Exercise description → Pick up the article on Labor's response to the high court ruling on immigration detention after its final sentence and keep writing it.

Extract →
* start *

Immigration detention: how is Labor responding to the high court ruling?
High Court #HighCourt
The immigration minister, Andrew Giles, has introduced emergency legislation to parliament to respond to the high court’s decision that indefinite immigration detention is unlawful.
The bridging visa conditions bill gives the government the power to impose curfews and ankle bracelets on those released, with criminal penalties for breach of certain conditions.
What did the high court decide and why are new laws needed?
On 8 November the high court ruled in favour of a stateless Rohingya man, known by the court as NZYQ, deciding that detaining a person indefinitely in immigration detention is unlawful in cases where it is not possible to deport the person.
Some 84 people have so far been released from detention as a result of the court decision, with conditions placed on the bridging visas issued upon their release. But currently, these conditions cannot be properly enforced because people in the NZYQ cohort cannot be re-detained if conditions are breached.
What are the new conditions?
The main new conditions to be applied to bridging visas by the government are: obligations to report to authorities, which are mandatory and apply to all; curfews; and electronic monitoring in the form of ankle bracelets. The latter two are discretionary and will not apply to all.
All the bridging visa holders in the NZYQ cohort will be required to seek approval before doing any work with vulnerable people, including working with children in all settings, whether it is contract, volunteer work or babysitting.

* end *

[Box-labeled dataset extracts]
* start *

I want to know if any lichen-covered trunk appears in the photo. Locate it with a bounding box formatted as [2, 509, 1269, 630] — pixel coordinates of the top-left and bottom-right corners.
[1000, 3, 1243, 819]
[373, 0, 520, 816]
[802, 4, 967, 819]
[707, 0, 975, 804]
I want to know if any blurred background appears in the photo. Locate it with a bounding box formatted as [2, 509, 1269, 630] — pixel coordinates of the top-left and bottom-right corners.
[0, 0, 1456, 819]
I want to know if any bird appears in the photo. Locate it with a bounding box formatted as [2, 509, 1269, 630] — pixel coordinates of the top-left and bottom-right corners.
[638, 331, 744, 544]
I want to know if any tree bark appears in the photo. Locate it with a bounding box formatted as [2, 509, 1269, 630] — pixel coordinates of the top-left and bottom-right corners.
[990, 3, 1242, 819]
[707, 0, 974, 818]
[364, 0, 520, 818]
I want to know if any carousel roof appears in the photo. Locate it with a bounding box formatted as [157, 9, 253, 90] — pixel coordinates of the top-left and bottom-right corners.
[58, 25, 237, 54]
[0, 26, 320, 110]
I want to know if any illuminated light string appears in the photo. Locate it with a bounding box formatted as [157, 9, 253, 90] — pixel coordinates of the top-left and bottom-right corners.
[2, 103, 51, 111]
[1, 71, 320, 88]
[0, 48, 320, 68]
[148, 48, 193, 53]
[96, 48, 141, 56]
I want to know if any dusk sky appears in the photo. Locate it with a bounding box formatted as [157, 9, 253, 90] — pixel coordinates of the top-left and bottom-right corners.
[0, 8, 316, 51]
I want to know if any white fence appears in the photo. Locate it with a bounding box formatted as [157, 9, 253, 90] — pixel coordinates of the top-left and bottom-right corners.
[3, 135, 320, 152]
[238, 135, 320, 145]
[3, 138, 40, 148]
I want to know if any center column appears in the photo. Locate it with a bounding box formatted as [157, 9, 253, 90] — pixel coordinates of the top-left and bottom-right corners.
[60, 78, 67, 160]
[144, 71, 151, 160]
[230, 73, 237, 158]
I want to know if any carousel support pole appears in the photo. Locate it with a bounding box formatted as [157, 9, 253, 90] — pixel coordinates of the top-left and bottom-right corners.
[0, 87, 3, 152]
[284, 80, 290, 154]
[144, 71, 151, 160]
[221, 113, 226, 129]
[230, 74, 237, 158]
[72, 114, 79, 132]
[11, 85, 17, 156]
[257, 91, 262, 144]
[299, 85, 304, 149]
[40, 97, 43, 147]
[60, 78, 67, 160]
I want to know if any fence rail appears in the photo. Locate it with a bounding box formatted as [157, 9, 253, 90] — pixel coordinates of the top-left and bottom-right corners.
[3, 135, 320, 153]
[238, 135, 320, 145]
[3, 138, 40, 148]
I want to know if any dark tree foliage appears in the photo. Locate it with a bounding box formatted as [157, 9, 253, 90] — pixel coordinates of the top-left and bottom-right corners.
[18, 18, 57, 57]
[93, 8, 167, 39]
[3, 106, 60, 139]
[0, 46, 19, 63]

* end *

Expected answer →
Other mandatory conditions include the requirement to notify the government of:
Changes and accommodation circumstances including providing details of any person residing in the visa holder’s household
Major changes to their finances
Any membership or association with any club or organisation
Association with groups entities organisations, alleged known or reported to be engaged in criminal or illegal activities
Any interstate or overseas travel
Are there safeguards?
Curfews and electronic monitoring are discretionary and “will be imposed on a case-by-case basis, only where necessary to support the safety of the community”, Giles said.
Electronic monitoring is designed to “protect the community where an individual is assessed as posing an unacceptable risk of harm to the community”.
Giles said:
A rigorous assessment process will be undertaken by the department to identify those individuals [whose] background and past conduct, including criminal offending, which makes them a particular concern into the future, of offending.
What are the penalties?
The bill creates new criminal offences for failing to comply with reporting, curfew and electronic monitoring conditions.
Giles said enforcement will depend on what is a “proportionate response in the circumstances”, suggesting only those who “deliberately evade contact” with the Department of Home Affairs will be targeted.
The offence carries a maximum penalty of five years imprisonment, or a fine of $93,900 or both.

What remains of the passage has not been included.